* [Goal]:
Output the material from the line containing "point: the girl's face, a" through the end of the material as a two-column CSV with the columns entry and answer. Each row should hold one text and its coordinates, each in a single quoted field with line breaks replaced by spaces.

* [Task data]:

_ _ _ _ _

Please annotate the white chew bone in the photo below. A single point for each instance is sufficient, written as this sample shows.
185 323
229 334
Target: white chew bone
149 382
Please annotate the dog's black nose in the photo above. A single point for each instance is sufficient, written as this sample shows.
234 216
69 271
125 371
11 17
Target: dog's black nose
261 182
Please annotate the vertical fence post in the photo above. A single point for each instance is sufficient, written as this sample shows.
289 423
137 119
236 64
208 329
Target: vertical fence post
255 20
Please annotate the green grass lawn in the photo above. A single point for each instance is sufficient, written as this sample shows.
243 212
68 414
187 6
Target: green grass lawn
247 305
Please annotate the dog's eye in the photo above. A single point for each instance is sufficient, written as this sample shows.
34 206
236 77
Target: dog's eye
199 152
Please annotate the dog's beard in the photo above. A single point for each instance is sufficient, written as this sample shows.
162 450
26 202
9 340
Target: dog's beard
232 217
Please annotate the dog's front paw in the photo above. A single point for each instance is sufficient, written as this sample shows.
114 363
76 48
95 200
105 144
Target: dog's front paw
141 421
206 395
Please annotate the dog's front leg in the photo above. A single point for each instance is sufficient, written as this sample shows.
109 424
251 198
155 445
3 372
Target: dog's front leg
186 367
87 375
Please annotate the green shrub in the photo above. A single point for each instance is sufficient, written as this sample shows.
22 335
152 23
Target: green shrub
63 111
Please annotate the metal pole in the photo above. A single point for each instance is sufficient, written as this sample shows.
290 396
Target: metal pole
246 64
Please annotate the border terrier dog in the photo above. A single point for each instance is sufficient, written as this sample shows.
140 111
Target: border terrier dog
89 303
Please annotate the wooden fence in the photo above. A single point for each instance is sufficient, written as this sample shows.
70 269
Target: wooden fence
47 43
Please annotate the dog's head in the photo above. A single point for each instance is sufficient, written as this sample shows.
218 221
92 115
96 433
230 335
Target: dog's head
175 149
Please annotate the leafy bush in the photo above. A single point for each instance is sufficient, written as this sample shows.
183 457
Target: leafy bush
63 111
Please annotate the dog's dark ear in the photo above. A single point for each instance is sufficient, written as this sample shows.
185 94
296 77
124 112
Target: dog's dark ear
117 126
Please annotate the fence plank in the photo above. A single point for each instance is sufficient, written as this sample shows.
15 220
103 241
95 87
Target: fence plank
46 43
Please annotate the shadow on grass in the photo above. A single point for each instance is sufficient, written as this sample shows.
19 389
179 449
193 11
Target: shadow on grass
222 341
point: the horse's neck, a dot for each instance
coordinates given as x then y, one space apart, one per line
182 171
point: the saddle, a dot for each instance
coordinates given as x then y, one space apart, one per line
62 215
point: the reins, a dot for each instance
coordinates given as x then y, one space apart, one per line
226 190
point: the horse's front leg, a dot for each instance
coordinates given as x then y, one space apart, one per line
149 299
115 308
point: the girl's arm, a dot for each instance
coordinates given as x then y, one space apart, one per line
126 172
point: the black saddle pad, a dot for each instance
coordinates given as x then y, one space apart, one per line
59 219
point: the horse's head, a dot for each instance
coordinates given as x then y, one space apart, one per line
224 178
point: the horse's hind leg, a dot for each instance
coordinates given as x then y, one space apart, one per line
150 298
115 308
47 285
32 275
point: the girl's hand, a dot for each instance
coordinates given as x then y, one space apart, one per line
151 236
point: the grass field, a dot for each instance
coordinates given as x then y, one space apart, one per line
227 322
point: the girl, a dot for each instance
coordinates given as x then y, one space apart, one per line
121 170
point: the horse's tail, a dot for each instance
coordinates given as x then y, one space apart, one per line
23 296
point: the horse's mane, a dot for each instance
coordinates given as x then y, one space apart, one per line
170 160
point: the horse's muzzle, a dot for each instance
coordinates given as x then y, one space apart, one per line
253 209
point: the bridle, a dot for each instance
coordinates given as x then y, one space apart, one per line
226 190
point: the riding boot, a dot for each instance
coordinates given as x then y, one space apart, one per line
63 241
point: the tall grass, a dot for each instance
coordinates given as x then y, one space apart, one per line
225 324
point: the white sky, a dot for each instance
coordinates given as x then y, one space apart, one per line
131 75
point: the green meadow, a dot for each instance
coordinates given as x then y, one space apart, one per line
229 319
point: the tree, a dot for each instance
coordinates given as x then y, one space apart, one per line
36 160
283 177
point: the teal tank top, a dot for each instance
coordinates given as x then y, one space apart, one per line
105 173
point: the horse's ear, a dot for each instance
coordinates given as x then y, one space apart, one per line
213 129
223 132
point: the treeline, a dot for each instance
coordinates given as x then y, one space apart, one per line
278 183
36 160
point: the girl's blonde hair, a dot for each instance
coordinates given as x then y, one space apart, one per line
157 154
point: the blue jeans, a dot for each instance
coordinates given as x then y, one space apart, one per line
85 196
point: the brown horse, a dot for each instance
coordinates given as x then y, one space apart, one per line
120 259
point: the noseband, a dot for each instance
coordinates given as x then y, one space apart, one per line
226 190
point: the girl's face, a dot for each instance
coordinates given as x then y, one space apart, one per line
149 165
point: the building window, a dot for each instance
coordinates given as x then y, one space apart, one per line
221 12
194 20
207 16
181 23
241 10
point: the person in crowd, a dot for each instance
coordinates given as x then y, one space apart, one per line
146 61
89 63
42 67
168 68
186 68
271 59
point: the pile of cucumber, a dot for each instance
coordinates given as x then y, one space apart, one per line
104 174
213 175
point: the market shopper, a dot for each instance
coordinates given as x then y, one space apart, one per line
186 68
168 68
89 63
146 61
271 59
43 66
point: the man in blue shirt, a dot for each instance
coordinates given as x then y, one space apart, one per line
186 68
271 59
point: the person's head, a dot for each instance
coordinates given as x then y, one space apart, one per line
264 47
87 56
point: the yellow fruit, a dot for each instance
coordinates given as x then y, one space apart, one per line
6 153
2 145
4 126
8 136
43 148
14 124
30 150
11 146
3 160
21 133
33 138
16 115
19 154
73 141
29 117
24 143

_ _ _ _ _

* [Written answer]:
entry,answer
"point: the girl's face, a dot for each instance coordinates given as x then y, one space apart, one per line","149 165"
"point: the building window, a dot for each instance coordinates given as x then y, one space apart, one per line","221 12 194 20 207 16 181 23 241 10"
"point: the person in crowd, a dot for each instance coordinates given as x then y, one space apart, one per line","146 61 89 63 42 67 168 68 186 68 271 59"
"point: the pile of cucumber, a dot for each instance coordinates given as x then y, one space apart, one per line","104 174 213 175"
"point: the market shopper, a dot for each instance coordinates given as x then y, one space apart, one per line","186 68 168 68 89 63 146 61 271 59 43 66"
"point: the man in blue shirt, a dot for each instance coordinates given as x then y, one space apart, one per line","186 68 271 59"
"point: the person's head, a dot for each instance coordinates given as x then y, one space apart, one per line","264 47 87 56"
"point: the yellow fruit, a dot for each instance coordinates given as x then y, one space apart, one per line","6 153 2 145 4 126 8 136 43 148 14 124 30 150 11 146 3 160 21 133 33 138 16 115 19 154 73 141 29 117 24 143"